_Problem statement_.
For the article on Erwin Schrödinger's "What is Life?" lecture, answer yes or no to whether each statement agrees with it, quoting the words that decide it: (a) The first lecture drew an audience of 400 people. (b) De Valera founded the DIAS in 1944. (c) Watson visited Ireland in 2015.

_Source passage_.
⁂

The title of the lecture "What is Life?", was disarming in its simplicity but it was to prove to be profound in its impact. Austrian physicist Erwin Schrödinger, who had fled from Nazi Germany, was about to turn the world of biological research on its head.
His paper, delivered in the Physics Theatre of Trinity College Dublin – 75 years ago on Monday – is regarded as Ireland's greatest contribution to modern science.
It was part of a series of three "statutory public lectures" that by 1944 became a book. After reading it, James Watson was inspired to answer the question, and went on with others to decipher the genetic code of life – the Double Helix – in 1953.
Schrödinger delivered his talk as head of school and professor of Dublin Institute of Advanced Studies, which has marked the anniversary by releasing a series of photographs and newspaper clippings from his time at DIAS.
It was to inspire a generation of scientists in search of the building blocks of life but Schrödinger's imprint was even more immense. He straddled quantum theory, biology and even philosophy. This was because questions raised by new quantum realities – courtesy of him and Albert Einstein – radically challenged taken-for-granted accounts of everyday life and being.
His German passport marked him as an enemy alien, but a letter from Éamon de Valera ensured him and his family safe passage.
As taoiseach, de Valera – a mathematician of note in his own right – founded the DIAS in 1940 and invited the Nobel-winning physicist over to join it.
Laboratory research, de Valera remarked, “would require equipment altogether beyond our means” but to excel in theoretical physics “all you want is an adequate library, the brains and the men, and just paper”.
The audience of 400 people at that first lecture ranged from invited schoolchildren, to de Valera (who took notes) and his Cabinet. The Irish Times reported on the event in a short single column story. Time magazine also covered the series.
Schrödinger told the audience “the whole subject” must be approached in the light of one question: “How can the events in space and time which take place within the boundary of an organism be accounted for by physics and chemistry?”
After he left in 1955, Schrödinger noted it was "almost shameful" how much peace he had to get on with his work in Ireland, a country that began as a place of exile and eventually became a sanctuary. He added sardonically, "Sometimes we would quietly say amongst ourselves: 'We owe it to our Führer'."
Watson was to observe during a visit to Ireland in 2015: “In a way Éamon de Valera made me.” Referring to What is Life? he added: “I realised it was very important and it was the book that turned me towards biology.”
DIAS CEO and registrar Dr Eucharia Meehan said the institute was immensely proud to have had Schrödinger as the first director of DIAS's School of Theoretical Physics.
"DIAS is home to a rich treasure trove of historical artefacts from Schrödinger's time in Dublin. Along with lots of fascinating photographs of Schrödinger with Éamon de Valera, we have a letter to Schrödinger from Francis Crick crediting 'What is Life?' as an influence in his and James Watson's discovery of DNA."
School of Theoretical Physics director Prof Werner Nahm said: "Schrödinger's lecture series not only brought a broad range of theoretical physics concepts to the non-expert but have also been widely credited with inspiring the discovery and decoding of DNA, our genetic building blocks."
His legacy lives on, helped by “Schrödinger’s Cat”, which featured in his famous thought experiment that quantum physicists have long wrestled with; an imagined feline that can be dead and alive at the same time.

⁂

_Entries provided_.
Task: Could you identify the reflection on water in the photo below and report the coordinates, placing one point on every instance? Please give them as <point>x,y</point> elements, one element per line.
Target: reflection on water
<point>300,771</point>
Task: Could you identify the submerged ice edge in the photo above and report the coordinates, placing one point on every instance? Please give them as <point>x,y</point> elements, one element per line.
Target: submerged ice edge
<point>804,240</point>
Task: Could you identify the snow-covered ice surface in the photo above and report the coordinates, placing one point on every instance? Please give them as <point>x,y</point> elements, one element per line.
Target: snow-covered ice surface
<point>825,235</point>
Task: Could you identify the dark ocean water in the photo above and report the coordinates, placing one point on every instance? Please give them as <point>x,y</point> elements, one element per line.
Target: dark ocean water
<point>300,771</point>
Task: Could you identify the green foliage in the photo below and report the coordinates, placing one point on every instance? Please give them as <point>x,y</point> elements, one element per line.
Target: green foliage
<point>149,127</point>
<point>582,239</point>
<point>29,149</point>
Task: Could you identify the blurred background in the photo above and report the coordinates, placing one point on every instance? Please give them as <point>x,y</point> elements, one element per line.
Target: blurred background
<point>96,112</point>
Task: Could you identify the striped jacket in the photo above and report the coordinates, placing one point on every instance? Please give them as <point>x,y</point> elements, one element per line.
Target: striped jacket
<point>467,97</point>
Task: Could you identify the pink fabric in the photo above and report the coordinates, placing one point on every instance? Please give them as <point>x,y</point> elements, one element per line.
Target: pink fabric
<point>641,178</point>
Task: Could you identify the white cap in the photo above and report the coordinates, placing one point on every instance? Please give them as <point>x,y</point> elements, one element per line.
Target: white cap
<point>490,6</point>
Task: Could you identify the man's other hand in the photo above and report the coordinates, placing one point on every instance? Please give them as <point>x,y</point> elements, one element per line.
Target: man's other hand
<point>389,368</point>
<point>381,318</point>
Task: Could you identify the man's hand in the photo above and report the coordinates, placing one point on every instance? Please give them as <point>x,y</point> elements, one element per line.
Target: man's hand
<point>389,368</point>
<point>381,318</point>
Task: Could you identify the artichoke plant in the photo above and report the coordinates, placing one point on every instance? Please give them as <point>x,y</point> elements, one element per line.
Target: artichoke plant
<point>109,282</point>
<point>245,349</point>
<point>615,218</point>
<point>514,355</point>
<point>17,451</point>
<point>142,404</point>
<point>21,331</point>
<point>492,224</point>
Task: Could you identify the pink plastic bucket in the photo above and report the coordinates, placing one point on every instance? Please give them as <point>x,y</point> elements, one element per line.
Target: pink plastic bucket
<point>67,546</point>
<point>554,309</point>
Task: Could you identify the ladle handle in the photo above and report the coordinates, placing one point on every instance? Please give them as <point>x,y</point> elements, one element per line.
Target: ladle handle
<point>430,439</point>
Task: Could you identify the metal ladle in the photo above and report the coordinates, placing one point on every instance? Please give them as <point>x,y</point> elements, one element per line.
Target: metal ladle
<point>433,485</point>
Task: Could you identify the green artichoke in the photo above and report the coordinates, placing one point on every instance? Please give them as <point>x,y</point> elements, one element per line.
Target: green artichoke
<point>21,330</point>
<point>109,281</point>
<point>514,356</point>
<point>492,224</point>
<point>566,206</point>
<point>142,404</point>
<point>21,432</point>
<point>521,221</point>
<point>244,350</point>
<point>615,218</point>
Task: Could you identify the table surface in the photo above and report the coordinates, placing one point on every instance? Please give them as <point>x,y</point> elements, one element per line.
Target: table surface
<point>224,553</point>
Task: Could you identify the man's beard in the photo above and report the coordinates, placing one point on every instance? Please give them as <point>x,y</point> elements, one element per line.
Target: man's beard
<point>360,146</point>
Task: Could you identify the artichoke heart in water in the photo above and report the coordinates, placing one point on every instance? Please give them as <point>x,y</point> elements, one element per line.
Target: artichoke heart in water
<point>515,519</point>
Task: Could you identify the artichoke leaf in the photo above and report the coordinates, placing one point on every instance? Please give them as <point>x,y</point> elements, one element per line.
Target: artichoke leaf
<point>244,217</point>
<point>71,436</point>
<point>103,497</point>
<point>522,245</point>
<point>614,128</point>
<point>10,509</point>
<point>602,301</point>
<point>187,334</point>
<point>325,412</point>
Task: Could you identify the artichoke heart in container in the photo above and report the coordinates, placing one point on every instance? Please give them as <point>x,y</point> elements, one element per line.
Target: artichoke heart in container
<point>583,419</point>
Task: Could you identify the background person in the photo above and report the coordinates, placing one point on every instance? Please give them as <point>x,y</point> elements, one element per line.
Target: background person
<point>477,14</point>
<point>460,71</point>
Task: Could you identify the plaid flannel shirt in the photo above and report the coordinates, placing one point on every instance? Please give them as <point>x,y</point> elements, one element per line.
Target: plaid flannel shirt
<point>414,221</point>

⁂

_Completed exercise_.
(a) Yes: "The audience of 400 people at that first lecture"
(b) No: "founded the DIAS in 1940"
(c) Yes: "during a visit to Ireland in 2015"